Exercise task 1: Quote from the passage below on learning to be interested. Begin with the words "(right: Not dark, and" and stop after the words "Flora, c. 1627-28)".

Source text:

--*--

I'm not sure how much Le Prof realized what a constraint he put me under, to have to look. But it was thanks to him that I realized that I'd divided not just art, but also books and music and film and spectacles and walks and travel and foods and conversations and friends and work, into a narrowly defined realm of the Interesting, and a much wider, undifferentiated realm of the Boring, without having realized that interest is a state of mind in the beholder. I didn't just lack knowledge and experience; I lacked curiosity, without which I could never even realize the aesthetic, intellectual, and emotional boundaries I'd imposed on myself, much less do anything about widening them. What I had to do was to learn To Be Interested. I think that urging me toward that realization, and giving me a living example of how to Be Interested, not just in art, but in lots of stuff, are, by far, the greatest things that Le Prof has ever done for me.
(right: Not dark, and unbelievably gorgeous: Sarcophagus, Sphinx, İstanbul Arkeoloji Müzeleri. That stone is like velvet.)


(left: hard-to-photograph detail from Nicolas Poussin, Triumph of Flora, c. 1627-28)

--*--

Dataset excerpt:
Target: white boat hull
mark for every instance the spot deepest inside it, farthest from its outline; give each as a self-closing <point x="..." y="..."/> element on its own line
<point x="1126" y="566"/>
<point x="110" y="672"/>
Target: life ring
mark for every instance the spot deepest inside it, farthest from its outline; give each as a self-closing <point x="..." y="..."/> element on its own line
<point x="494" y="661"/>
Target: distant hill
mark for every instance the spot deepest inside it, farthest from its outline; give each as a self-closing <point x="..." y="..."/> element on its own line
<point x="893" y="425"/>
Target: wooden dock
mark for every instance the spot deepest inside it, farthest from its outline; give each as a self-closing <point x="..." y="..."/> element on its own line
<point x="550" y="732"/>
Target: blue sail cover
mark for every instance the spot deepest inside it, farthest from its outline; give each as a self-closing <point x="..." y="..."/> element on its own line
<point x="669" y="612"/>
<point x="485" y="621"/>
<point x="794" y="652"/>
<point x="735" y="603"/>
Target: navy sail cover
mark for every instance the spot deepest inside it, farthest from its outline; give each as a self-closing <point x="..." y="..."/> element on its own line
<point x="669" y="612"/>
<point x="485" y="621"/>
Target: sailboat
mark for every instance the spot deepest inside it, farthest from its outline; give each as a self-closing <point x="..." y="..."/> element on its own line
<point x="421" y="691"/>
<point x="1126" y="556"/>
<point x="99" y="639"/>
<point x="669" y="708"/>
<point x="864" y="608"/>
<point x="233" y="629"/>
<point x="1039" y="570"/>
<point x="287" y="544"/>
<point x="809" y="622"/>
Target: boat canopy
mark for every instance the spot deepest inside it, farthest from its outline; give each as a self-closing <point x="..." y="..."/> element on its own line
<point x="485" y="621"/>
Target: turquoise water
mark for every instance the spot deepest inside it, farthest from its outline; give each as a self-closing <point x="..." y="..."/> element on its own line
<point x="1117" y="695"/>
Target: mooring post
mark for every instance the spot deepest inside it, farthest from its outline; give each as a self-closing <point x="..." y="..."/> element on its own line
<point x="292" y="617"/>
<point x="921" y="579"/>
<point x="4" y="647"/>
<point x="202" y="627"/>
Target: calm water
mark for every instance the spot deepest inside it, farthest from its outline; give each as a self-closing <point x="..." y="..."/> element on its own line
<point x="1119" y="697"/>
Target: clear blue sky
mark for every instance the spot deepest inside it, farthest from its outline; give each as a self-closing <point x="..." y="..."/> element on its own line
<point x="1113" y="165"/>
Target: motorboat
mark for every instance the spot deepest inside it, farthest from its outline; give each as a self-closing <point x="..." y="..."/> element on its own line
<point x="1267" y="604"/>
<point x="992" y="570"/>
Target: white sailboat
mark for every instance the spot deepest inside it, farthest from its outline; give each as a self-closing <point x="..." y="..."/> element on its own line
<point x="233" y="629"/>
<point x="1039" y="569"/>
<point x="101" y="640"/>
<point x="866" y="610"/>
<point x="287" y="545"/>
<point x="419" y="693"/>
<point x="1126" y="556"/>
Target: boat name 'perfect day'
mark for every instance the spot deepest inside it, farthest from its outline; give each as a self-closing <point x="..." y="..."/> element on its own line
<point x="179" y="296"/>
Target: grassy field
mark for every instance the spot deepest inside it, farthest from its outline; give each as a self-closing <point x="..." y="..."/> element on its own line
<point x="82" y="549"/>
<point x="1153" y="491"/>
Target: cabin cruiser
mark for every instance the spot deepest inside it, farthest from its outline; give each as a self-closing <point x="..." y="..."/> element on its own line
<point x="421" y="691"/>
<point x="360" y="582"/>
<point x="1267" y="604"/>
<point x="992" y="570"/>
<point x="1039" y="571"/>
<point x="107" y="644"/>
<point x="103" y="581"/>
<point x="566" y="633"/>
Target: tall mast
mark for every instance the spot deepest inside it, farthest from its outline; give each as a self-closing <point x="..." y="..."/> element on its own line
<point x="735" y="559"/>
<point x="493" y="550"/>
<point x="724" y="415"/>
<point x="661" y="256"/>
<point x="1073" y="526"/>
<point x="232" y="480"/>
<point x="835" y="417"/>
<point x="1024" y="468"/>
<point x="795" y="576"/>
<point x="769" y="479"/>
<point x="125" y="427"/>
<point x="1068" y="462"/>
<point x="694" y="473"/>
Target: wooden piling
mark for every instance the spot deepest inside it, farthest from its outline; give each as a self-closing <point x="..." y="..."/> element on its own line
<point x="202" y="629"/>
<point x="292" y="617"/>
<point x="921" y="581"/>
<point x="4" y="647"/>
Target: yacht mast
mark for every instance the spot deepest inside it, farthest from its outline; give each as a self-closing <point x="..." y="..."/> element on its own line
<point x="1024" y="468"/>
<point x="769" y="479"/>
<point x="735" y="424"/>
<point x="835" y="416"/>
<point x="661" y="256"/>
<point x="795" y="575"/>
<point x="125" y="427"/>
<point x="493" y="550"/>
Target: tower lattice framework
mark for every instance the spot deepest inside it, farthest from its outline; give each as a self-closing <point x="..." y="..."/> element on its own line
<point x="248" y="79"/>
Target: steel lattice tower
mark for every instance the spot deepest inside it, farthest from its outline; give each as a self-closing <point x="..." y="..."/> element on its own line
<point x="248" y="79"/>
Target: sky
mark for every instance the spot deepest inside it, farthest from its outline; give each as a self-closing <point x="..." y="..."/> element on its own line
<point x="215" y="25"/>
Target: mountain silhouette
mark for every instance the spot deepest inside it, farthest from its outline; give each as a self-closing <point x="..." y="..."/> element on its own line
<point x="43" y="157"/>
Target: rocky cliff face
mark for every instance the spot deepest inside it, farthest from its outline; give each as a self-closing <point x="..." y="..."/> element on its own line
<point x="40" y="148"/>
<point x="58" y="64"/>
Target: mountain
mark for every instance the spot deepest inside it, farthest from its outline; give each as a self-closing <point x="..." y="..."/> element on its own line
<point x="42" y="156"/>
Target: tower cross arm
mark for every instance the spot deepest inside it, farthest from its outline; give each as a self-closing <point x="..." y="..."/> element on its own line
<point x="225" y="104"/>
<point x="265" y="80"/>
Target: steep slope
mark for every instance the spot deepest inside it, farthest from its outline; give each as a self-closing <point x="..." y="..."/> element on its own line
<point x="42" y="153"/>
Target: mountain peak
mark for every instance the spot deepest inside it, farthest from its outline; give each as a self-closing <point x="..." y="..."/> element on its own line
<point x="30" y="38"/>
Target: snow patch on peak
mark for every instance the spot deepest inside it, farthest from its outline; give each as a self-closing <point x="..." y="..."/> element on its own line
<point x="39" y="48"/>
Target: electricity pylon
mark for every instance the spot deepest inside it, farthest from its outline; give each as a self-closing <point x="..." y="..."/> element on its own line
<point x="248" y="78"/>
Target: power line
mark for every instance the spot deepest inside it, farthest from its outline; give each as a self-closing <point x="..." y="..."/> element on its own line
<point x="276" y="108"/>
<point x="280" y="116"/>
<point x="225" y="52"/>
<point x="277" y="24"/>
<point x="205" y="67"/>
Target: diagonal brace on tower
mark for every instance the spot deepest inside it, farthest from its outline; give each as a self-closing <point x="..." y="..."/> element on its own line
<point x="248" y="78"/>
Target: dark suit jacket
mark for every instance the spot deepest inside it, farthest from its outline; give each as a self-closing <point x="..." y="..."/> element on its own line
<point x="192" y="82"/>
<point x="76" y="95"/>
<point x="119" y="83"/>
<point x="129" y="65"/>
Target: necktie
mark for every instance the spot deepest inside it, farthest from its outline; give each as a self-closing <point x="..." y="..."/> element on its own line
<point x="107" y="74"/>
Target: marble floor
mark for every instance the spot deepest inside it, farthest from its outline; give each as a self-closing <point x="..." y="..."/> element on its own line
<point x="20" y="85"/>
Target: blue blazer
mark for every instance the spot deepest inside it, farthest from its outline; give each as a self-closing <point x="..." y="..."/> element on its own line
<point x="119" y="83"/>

--*--

Exercise task 2: Show each line of the records above that contains the word "peak".

Full response 1:
(right: Not dark, and unbelievably gorgeous: Sarcophagus, Sphinx, İstanbul Arkeoloji Müzeleri. That stone is like velvet.)


(left: hard-to-photograph detail from Nicolas Poussin, Triumph of Flora, c. 1627-28)

Full response 2:
Target: mountain peak
Target: snow patch on peak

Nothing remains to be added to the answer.